>>>

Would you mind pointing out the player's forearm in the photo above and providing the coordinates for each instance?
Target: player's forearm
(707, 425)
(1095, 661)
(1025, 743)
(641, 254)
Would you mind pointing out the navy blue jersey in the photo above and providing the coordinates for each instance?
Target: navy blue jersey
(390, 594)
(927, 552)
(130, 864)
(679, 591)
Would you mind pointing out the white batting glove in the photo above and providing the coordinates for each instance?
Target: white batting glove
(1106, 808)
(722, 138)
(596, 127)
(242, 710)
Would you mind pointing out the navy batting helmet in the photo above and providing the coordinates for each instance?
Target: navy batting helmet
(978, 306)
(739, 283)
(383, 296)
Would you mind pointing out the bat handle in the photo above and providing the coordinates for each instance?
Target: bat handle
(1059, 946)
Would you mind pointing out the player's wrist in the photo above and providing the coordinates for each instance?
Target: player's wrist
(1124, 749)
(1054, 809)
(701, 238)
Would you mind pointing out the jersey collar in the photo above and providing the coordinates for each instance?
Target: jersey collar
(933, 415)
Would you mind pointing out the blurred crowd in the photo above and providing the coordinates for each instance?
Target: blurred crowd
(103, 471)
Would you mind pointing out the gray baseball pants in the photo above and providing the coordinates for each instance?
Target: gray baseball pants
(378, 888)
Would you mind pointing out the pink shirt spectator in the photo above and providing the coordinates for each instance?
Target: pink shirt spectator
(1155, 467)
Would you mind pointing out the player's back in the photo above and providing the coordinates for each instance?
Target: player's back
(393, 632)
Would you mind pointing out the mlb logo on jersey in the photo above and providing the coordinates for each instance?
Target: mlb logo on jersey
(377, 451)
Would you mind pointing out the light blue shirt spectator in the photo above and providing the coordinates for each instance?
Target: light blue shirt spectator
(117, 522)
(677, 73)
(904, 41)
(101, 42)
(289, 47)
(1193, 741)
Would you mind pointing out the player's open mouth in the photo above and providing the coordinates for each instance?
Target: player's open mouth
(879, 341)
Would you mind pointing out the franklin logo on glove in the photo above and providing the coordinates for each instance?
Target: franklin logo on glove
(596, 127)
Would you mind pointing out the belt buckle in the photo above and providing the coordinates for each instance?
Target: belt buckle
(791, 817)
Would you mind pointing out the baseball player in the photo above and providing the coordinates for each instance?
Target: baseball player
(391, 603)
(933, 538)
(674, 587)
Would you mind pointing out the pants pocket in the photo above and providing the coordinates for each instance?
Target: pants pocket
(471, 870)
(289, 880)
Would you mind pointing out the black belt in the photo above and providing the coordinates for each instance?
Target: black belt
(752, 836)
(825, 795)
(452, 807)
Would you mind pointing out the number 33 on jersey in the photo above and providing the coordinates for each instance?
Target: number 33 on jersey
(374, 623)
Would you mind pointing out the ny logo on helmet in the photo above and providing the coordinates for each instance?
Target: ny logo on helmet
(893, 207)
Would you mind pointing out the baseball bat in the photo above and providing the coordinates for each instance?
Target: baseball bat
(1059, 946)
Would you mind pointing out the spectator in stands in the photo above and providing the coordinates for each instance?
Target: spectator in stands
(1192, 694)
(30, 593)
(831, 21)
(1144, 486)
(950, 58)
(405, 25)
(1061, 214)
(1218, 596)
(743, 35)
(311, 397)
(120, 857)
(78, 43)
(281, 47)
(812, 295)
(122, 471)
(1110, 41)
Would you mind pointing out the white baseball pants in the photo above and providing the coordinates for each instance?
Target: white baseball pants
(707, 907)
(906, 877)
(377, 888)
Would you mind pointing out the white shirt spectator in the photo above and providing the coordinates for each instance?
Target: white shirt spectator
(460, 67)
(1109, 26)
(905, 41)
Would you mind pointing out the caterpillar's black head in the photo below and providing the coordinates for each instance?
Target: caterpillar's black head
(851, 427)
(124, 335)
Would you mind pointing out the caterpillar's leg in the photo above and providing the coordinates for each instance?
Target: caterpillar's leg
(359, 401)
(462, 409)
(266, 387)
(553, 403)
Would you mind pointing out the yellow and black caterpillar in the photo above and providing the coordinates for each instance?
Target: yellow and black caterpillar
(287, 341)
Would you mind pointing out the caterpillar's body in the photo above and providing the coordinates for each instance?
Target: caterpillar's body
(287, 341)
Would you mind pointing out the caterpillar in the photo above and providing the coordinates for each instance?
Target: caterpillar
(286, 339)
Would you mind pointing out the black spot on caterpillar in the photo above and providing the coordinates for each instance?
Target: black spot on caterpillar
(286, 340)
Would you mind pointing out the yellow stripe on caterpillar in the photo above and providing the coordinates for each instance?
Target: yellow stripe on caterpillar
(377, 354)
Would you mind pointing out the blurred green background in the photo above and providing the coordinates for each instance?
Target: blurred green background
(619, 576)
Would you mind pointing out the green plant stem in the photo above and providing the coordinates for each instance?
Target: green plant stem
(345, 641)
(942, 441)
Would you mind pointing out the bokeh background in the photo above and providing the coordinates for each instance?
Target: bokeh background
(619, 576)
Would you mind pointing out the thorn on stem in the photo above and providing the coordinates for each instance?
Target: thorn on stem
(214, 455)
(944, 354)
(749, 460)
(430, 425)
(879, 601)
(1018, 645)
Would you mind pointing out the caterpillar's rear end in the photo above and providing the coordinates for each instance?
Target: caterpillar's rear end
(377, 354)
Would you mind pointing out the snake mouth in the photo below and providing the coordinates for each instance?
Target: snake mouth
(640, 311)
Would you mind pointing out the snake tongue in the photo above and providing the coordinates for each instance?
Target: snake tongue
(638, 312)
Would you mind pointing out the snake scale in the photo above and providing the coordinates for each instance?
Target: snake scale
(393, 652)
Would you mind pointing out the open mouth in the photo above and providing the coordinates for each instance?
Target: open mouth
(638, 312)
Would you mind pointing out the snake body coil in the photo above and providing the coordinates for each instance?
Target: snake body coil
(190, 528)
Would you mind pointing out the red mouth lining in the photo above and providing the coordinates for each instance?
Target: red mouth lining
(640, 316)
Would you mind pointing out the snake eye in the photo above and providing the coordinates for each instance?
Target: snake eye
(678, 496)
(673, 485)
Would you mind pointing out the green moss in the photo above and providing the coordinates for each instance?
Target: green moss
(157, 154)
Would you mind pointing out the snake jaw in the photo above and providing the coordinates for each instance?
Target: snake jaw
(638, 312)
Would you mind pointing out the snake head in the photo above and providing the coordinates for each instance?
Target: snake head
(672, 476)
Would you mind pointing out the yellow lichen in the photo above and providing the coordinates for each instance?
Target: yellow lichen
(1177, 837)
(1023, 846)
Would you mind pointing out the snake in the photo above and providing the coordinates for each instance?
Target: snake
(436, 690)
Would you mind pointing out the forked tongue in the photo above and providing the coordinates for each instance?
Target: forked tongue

<<<

**To be done:**
Render every line of the records above as a numbered list, omitting blank lines.

**Solution to this problem:**
1. Would you mind pointing out the player's forearm in the photo above and providing the coordinates for each instance?
2. Target: player's forearm
3. (707, 425)
4. (1095, 661)
5. (1025, 743)
6. (641, 254)
7. Would you mind pointing out the navy blue jersey in the photo above and providing the coordinates for each instance?
8. Target: navy blue jersey
9. (390, 594)
10. (927, 552)
11. (130, 864)
12. (679, 591)
13. Would you mind pointing out the white batting glove in the photo above and providing the coordinates for each instance?
14. Target: white batting glove
15. (1106, 808)
16. (722, 138)
17. (596, 127)
18. (242, 710)
19. Would you mind pointing out the navy batting helmet in the photo above and providing the coordinates for each instance?
20. Target: navy batting helmet
21. (978, 306)
22. (739, 283)
23. (383, 296)
24. Would you mind pointing out the bat handle in the photo above and providing the coordinates for each instance?
25. Target: bat handle
26. (1059, 946)
27. Would you mind pointing out the player's wrist in the photo above and providing the coordinates for each instance?
28. Target: player's wrist
29. (1124, 749)
30. (1054, 809)
31. (701, 238)
32. Would you mind pointing out the jersey collar in the photo above and providing the coordinates for each instance?
33. Target: jersey collar
34. (933, 415)
35. Would you mind pointing out the blurred crowd in the photo above and providing the coordinates for each instance?
36. Target: blurred crowd
37. (103, 471)
38. Would you mind pointing out the gray baseball pants in the photo above and providing the coordinates for each instance?
39. Target: gray baseball pants
40. (378, 888)
41. Would you mind pointing out the pink shirt spectator in the photo above and providing the coordinates for each instance?
42. Target: pink shirt spectator
43. (1155, 467)
44. Would you mind pointing out the player's back in the photo above and providing the coordinates for each instance?
45. Target: player's back
46. (393, 632)
47. Would you mind pointing out the mlb logo on jersey in the photo above and providing the coordinates for each instance?
48. Target: mlb logo on jersey
49. (377, 451)
50. Would you mind pointing out the light blue shirt spectator in the photo above and providing the coordinates for each instance?
51. Target: light blue shirt spectator
52. (117, 522)
53. (677, 73)
54. (904, 41)
55. (101, 42)
56. (289, 47)
57. (1193, 741)
58. Would you mind pointing out the player's open mouth in the photo above and providing the coordinates for each instance?
59. Target: player's open mouth
60. (879, 341)
61. Would you mind pointing out the franklin logo on glove in the photo above and providing the coordinates for each instance?
62. Target: franklin logo on glove
63. (596, 127)
64. Would you mind pointing out the belt buckle in the photo above and providing the coordinates for each instance?
65. Target: belt buckle
66. (791, 817)
67. Would you mind pointing out the baseball player in the photo above and providing the coordinates for each instance?
68. Target: baseball player
69. (391, 603)
70. (933, 538)
71. (674, 587)
72. Would you mind pointing out the pants pocket in the photo above and providing the coordinates for each instance?
73. Target: pants pocket
74. (471, 870)
75. (289, 880)
76. Would you mind pointing out the black belt in the photo above and providing the coordinates for each instance?
77. Target: black belt
78. (752, 836)
79. (825, 795)
80. (452, 807)
81. Would you mind pointing out the number 33 on jersey in the photo above and providing the coordinates for each instance?
82. Target: number 33 on jersey
83. (374, 623)
84. Would you mind pointing out the ny logo on helmet in the photo above and providing the coordinates for each instance?
85. Target: ny logo on helmet
86. (893, 207)
87. Would you mind pointing out the baseball bat in the photo above and providing the coordinates for each instance?
88. Target: baseball bat
89. (1059, 946)
90. Would you mind pointing out the spectator in stands in the photo above and providing the coordinates for each instance?
91. Target: spectator in stands
92. (1192, 694)
93. (30, 593)
94. (831, 21)
95. (1144, 486)
96. (950, 58)
97. (405, 25)
98. (1061, 214)
99. (1218, 596)
100. (743, 35)
101. (311, 397)
102. (120, 857)
103. (78, 43)
104. (281, 47)
105. (812, 295)
106. (122, 471)
107. (1110, 41)
108. Would you mind pointing out the white baseball pants in the photo above and providing the coordinates for each instance?
109. Target: white baseball pants
110. (707, 907)
111. (906, 877)
112. (377, 888)
113. Would you mind pointing out the white shirt spectator in the photo above and providing the coordinates for each instance?
114. Target: white shirt spectator
115. (460, 67)
116. (1109, 26)
117. (905, 41)
118. Would you mind pointing out the caterpillar's black head in the photo below and providing the coordinates for each instance?
119. Target: caterpillar's black head
120. (851, 427)
121. (124, 335)
122. Would you mind pointing out the caterpillar's leg in the photo above and providing the coordinates for each instance?
123. Target: caterpillar's leg
124. (359, 401)
125. (462, 409)
126. (266, 387)
127. (553, 403)
128. Would you mind pointing out the yellow and black caterpillar in the photo above and providing the coordinates for each instance?
129. Target: yellow and black caterpillar
130. (287, 341)
131. Would you mind pointing out the caterpillar's body in the photo above and providing the coordinates for each instance?
132. Target: caterpillar's body
133. (287, 341)
134. Would you mind pointing out the caterpillar in the photo above and providing the coordinates for each instance?
135. Target: caterpillar
136. (286, 339)
137. Would you mind pointing out the black spot on caterpillar in the photo above and providing the coordinates for each instance?
138. Target: black spot on caterpillar
139. (286, 340)
140. Would you mind pointing out the yellow stripe on caterpillar in the photo above and providing the coordinates for each instance?
141. Target: yellow stripe on caterpillar
142. (377, 354)
143. Would you mind pointing out the blurred green background in the photo above and providing the coordinates for each instance?
144. Target: blurred green background
145. (619, 576)
146. Would you mind pointing out the green plant stem in the photo above and providing the coordinates for each instance?
147. Target: green plant stem
148. (345, 641)
149. (942, 441)
150. Would you mind pointing out the bokeh background in the photo above and providing the coordinates for each instance?
151. Target: bokeh background
152. (619, 576)
153. Would you mind pointing out the thorn on stem in the photo above and providing the coordinates for each instance?
154. Target: thorn on stem
155. (214, 455)
156. (944, 354)
157. (749, 460)
158. (430, 425)
159. (879, 601)
160. (1018, 645)
161. Would you mind pointing out the caterpillar's rear end in the photo above and providing the coordinates for each instance?
162. Target: caterpillar's rear end
163. (377, 354)
164. Would you mind pointing out the snake mouth in the photo below and providing the coordinates for each instance?
165. Target: snake mouth
166. (640, 311)
167. Would you mind pointing out the snake tongue in the photo above and providing the coordinates for each instance?
168. Target: snake tongue
169. (638, 312)
170. Would you mind pointing out the snake scale in the photo above and providing the coordinates for each instance?
171. Target: snake scale
172. (393, 652)
173. Would you mind pointing out the open mouth in the photo above and providing the coordinates for each instance?
174. Target: open mouth
175. (638, 312)
176. Would you mind pointing out the snake body coil in the photo above and providing the coordinates for each instance?
177. Target: snake body coil
178. (190, 528)
179. Would you mind pointing out the red mouth lining in the photo above and providing the coordinates for each instance?
180. Target: red mouth lining
181. (640, 316)
182. Would you mind pointing out the snake eye in the photo above and providing the coordinates for each instance?
183. Target: snake eye
184. (678, 496)
185. (673, 485)
186. Would you mind pointing out the green moss in the photo above and providing the coordinates for each instance?
187. Target: green moss
188. (157, 154)
189. Would you mind pointing out the snake jaw in the photo above and providing the coordinates for each instance?
190. Target: snake jaw
191. (638, 312)
192. Would you mind pointing out the snake head in the photo above and providing the coordinates for each instance?
193. Target: snake head
194. (672, 476)
195. Would you mind pointing out the yellow lichen in the photo above and providing the coordinates for each instance?
196. Target: yellow lichen
197. (1177, 837)
198. (1023, 846)
199. Would you mind pointing out the snake in the photo above and providing the coordinates for each instance?
200. Target: snake
201. (436, 690)
202. Would you mind pointing out the forked tongue in the photo above and providing the coordinates for each instance?
203. Target: forked tongue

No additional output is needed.